Extract →
--- START ---

From the NIHR website today following the Government’s response to yesterday’s publication of the NHS Future Forum conclusions.

A real result as far as I can see with regard to excess treatment costs as well as the strengthening of the duties and responsibilities to promote research in different parts of the NHS structure. Very good news indeed and congratulations to all the good work by AMRC and others on this.

For the usual thorough and sharp analysis of all the announcements in full, go to Becky’s Policy Pages.

The prospect of the legislation going back to committee gives us a real opportunity to press on the very vexed issue of how we ensure research is driven as an activity at a local level.

The NHS seems to be dominating my life this week.  Quite apart from the news headlines, it has involved two visits to the doctors and a blood test so far ..but I am on the mend I am pleased to report.  All I can say is, a 45 minute wait for a blood test and excellent advice from my GP surgery receptionist (the real power in the NHS as you all know) leads me as usual to a personal conclusion about how good the service is.  The conundrum is why we are all so easily convinced that it is not by the time we get home.

In the meantime, as you know, I have a blue and yellow phone in my lounge.  This is so I can take direct calls from the Coalition Government Ministerial team at the Department of Health about pressing issues of state (and, yes, I have a red phone as well before people accuse me of bias!).  Now that ‘The Killing’ is over I have found I have more time than ever to provide wise counsel.

So I was pleased that my suggestion of a summit (mentioned in this blog a few days ago) has been so speedily (part) adopted as reported in the FT online this afternoon. It says that a number of ‘expert panels’ will look at the reforms with a fresh eye.  But can anyone tell me why there isn’t one on research?  Perhaps the phone went out at that moment in the call, I can not remember.  Anyway, the Department of Health news release is here.  The whole exercise is being called the NHS Future Forum and is going to be Chaired by Birmingham GP, Steve Field.

Looking at the strands, I absoluteoly get the first three.  However, the fourth (about health professionals advice influencing patient care) seemed a little thin although it is hard to tell fully without seeing the terms of reference. 

So I was going to call the Department when I realised that, as it was set-up some months ago, I can only take incoming calls from them.  I’ll let you know when it can make outgoing calls as well as part of the new Department listening exercise.

--- END ---

Stored data →
--- START ---

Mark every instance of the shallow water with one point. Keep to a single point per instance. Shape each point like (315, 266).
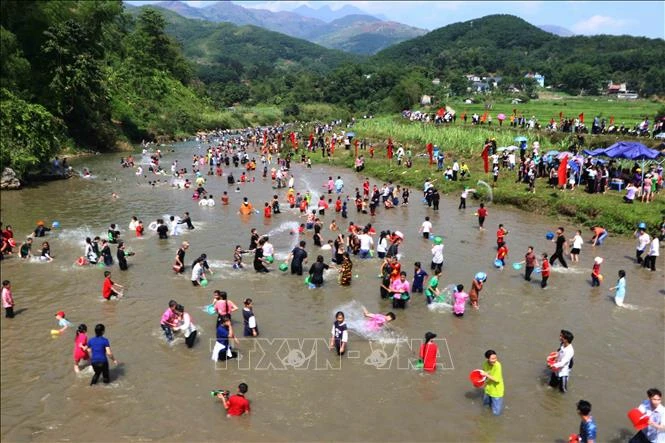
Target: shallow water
(298, 389)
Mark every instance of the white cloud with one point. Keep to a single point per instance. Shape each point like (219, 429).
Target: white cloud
(600, 24)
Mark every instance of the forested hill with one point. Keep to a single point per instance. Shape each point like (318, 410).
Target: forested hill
(252, 47)
(509, 46)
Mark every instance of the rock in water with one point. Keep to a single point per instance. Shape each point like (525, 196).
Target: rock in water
(9, 180)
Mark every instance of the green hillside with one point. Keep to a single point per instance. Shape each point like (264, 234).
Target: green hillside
(509, 46)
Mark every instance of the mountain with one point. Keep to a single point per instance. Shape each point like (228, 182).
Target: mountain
(339, 29)
(327, 14)
(557, 30)
(365, 34)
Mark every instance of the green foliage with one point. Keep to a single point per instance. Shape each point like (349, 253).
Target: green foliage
(30, 134)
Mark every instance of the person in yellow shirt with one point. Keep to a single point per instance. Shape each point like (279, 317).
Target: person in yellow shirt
(494, 386)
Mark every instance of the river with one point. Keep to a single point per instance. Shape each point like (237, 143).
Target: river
(298, 389)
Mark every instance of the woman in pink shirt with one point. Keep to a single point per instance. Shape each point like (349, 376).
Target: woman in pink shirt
(459, 299)
(223, 306)
(80, 346)
(400, 289)
(7, 299)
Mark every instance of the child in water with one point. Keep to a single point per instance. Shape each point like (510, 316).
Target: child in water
(418, 278)
(62, 322)
(620, 288)
(459, 297)
(80, 346)
(377, 321)
(595, 272)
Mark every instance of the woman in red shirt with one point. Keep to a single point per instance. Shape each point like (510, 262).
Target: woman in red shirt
(428, 352)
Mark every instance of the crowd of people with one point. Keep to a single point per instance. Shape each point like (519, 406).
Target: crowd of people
(260, 155)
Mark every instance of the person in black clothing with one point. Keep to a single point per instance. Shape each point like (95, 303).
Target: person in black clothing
(259, 261)
(316, 272)
(162, 230)
(560, 244)
(298, 256)
(122, 256)
(253, 240)
(187, 220)
(435, 199)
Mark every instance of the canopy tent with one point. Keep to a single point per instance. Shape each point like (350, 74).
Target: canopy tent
(629, 151)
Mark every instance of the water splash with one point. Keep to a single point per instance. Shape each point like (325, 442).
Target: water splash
(364, 327)
(444, 302)
(292, 228)
(489, 189)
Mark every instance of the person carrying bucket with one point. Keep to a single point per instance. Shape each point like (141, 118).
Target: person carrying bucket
(494, 387)
(649, 419)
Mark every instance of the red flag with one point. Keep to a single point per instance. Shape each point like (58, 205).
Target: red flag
(486, 158)
(563, 171)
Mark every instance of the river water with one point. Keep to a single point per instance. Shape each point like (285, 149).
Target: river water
(298, 389)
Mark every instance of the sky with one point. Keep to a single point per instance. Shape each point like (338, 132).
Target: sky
(637, 18)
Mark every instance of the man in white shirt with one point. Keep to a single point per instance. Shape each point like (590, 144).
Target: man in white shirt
(426, 228)
(654, 409)
(564, 362)
(643, 241)
(654, 252)
(366, 244)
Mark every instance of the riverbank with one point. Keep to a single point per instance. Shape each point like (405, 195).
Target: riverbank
(575, 206)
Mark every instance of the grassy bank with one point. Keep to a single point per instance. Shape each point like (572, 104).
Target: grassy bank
(577, 207)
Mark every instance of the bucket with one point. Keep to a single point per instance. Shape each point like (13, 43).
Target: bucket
(477, 379)
(551, 358)
(638, 418)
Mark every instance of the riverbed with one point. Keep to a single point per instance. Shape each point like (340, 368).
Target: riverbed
(298, 389)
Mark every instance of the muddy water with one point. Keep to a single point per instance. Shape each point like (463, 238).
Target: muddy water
(299, 391)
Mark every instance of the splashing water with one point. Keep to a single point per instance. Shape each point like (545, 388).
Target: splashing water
(489, 189)
(364, 327)
(290, 227)
(444, 302)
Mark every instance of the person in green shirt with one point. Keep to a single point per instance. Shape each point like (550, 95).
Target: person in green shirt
(494, 386)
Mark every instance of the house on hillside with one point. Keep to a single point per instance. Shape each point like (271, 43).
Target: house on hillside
(616, 88)
(540, 79)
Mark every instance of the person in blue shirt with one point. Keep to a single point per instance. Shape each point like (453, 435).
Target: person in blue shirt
(588, 424)
(100, 349)
(418, 278)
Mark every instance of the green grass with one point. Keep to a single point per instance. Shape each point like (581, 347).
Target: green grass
(627, 112)
(465, 144)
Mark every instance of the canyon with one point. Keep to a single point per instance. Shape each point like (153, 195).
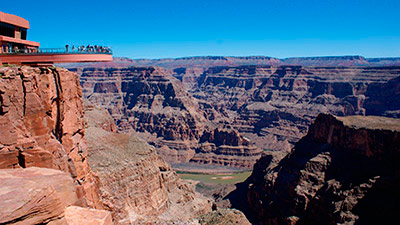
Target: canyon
(269, 106)
(156, 107)
(344, 171)
(136, 184)
(44, 171)
(95, 145)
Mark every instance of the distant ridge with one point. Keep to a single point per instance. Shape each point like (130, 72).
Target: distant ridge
(212, 61)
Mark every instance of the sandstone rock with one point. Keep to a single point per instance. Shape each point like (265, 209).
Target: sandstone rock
(344, 171)
(137, 185)
(75, 215)
(273, 105)
(154, 105)
(224, 217)
(35, 195)
(42, 125)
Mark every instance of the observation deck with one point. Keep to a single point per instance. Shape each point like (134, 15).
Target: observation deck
(15, 49)
(46, 56)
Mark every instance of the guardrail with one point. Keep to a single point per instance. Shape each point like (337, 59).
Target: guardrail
(93, 50)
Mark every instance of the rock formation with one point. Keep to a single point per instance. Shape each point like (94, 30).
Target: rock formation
(42, 125)
(136, 184)
(273, 106)
(224, 217)
(204, 62)
(44, 196)
(156, 106)
(344, 171)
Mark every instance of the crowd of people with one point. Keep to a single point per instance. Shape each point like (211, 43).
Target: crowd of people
(88, 48)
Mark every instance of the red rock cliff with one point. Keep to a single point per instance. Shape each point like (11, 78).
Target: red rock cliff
(42, 125)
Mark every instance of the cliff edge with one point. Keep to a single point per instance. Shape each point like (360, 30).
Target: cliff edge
(344, 171)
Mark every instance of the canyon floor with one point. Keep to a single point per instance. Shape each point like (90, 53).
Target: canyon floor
(184, 141)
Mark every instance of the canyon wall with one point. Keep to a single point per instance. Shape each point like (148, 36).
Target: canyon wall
(273, 106)
(136, 184)
(44, 172)
(42, 125)
(344, 171)
(155, 106)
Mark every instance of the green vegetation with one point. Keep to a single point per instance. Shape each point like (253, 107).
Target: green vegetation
(230, 178)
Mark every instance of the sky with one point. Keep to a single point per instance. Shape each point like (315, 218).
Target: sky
(179, 28)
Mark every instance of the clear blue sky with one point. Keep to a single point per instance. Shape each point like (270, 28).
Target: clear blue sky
(176, 28)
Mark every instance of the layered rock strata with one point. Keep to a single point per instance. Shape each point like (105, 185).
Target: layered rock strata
(273, 106)
(137, 185)
(226, 147)
(42, 125)
(156, 106)
(44, 196)
(344, 171)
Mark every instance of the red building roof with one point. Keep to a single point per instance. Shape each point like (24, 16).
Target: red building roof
(14, 20)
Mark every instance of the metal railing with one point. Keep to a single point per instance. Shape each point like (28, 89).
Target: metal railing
(98, 50)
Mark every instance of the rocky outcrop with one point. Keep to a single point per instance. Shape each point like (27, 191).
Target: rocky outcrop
(205, 62)
(42, 125)
(344, 171)
(154, 105)
(273, 106)
(136, 184)
(224, 217)
(226, 147)
(44, 196)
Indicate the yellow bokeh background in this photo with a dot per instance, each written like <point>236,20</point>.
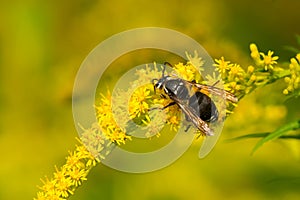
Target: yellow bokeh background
<point>42,45</point>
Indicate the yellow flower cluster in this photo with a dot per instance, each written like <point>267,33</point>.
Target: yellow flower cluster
<point>107,122</point>
<point>266,61</point>
<point>241,82</point>
<point>293,79</point>
<point>67,178</point>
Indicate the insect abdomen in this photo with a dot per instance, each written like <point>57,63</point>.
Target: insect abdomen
<point>204,107</point>
<point>177,87</point>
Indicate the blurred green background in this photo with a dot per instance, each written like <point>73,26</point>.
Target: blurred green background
<point>42,44</point>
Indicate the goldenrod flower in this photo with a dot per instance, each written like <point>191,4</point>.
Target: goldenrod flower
<point>222,66</point>
<point>269,60</point>
<point>293,79</point>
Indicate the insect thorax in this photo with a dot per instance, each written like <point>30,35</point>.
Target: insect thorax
<point>178,88</point>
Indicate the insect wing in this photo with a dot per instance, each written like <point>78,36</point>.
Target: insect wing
<point>197,121</point>
<point>214,91</point>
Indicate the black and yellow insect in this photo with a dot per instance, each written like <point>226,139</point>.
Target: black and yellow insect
<point>192,99</point>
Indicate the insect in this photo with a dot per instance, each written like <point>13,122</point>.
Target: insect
<point>192,99</point>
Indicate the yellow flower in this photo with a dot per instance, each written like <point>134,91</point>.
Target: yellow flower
<point>269,60</point>
<point>222,65</point>
<point>63,187</point>
<point>293,80</point>
<point>77,176</point>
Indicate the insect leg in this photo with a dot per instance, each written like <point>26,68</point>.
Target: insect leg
<point>170,104</point>
<point>187,128</point>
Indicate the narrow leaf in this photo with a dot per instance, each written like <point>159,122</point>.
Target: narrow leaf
<point>277,133</point>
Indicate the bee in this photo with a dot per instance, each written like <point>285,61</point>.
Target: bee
<point>192,99</point>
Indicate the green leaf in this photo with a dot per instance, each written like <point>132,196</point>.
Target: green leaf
<point>292,49</point>
<point>277,133</point>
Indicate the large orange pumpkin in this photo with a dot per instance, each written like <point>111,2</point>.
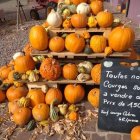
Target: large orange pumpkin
<point>96,73</point>
<point>57,44</point>
<point>41,112</point>
<point>93,97</point>
<point>24,63</point>
<point>50,69</point>
<point>105,19</point>
<point>38,38</point>
<point>70,71</point>
<point>79,20</point>
<point>22,116</point>
<point>135,133</point>
<point>74,93</point>
<point>121,38</point>
<point>14,92</point>
<point>53,94</point>
<point>98,43</point>
<point>96,7</point>
<point>74,43</point>
<point>36,96</point>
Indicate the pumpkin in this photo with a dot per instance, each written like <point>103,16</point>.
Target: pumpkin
<point>74,43</point>
<point>135,133</point>
<point>41,112</point>
<point>96,7</point>
<point>121,38</point>
<point>2,96</point>
<point>53,94</point>
<point>105,19</point>
<point>96,73</point>
<point>14,93</point>
<point>22,116</point>
<point>98,43</point>
<point>13,106</point>
<point>93,97</point>
<point>57,44</point>
<point>4,71</point>
<point>36,96</point>
<point>74,93</point>
<point>76,2</point>
<point>79,20</point>
<point>83,8</point>
<point>70,71</point>
<point>38,38</point>
<point>50,69</point>
<point>24,63</point>
<point>73,116</point>
<point>92,22</point>
<point>67,23</point>
<point>54,19</point>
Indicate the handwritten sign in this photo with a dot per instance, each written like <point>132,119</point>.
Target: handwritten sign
<point>119,108</point>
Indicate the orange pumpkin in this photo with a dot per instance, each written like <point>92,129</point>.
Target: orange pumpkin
<point>22,116</point>
<point>38,38</point>
<point>53,94</point>
<point>96,7</point>
<point>36,96</point>
<point>105,19</point>
<point>74,43</point>
<point>41,112</point>
<point>74,93</point>
<point>14,92</point>
<point>57,44</point>
<point>121,38</point>
<point>24,63</point>
<point>79,20</point>
<point>135,133</point>
<point>98,43</point>
<point>96,73</point>
<point>50,69</point>
<point>70,71</point>
<point>93,97</point>
<point>2,96</point>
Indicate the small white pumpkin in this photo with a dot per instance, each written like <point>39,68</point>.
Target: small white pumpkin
<point>17,54</point>
<point>54,19</point>
<point>83,8</point>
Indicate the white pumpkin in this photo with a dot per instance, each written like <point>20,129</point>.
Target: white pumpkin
<point>54,19</point>
<point>83,8</point>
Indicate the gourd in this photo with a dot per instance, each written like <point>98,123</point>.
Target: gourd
<point>54,19</point>
<point>83,8</point>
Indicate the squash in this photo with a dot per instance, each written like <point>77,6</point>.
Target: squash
<point>36,96</point>
<point>57,44</point>
<point>24,63</point>
<point>93,97</point>
<point>50,69</point>
<point>121,38</point>
<point>53,94</point>
<point>14,93</point>
<point>74,43</point>
<point>96,7</point>
<point>105,19</point>
<point>74,93</point>
<point>38,38</point>
<point>70,71</point>
<point>98,43</point>
<point>79,20</point>
<point>96,73</point>
<point>22,116</point>
<point>83,8</point>
<point>54,19</point>
<point>41,112</point>
<point>135,133</point>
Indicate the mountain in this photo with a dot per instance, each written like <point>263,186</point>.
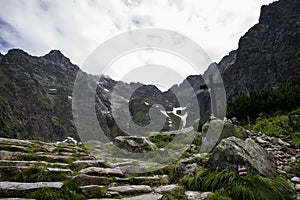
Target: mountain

--- END ---

How to complete this task →
Write out the stretch of the NHS blog post from "The NHS seems" through "we get home.". The rows come from a different source than the NHS blog post.

Task response →
The NHS seems to be dominating my life this week.  Quite apart from the news headlines, it has involved two visits to the doctors and a blood test so far ..but I am on the mend I am pleased to report.  All I can say is, a 45 minute wait for a blood test and excellent advice from my GP surgery receptionist (the real power in the NHS as you all know) leads me as usual to a personal conclusion about how good the service is.  The conundrum is why we are all so easily convinced that it is not by the time we get home.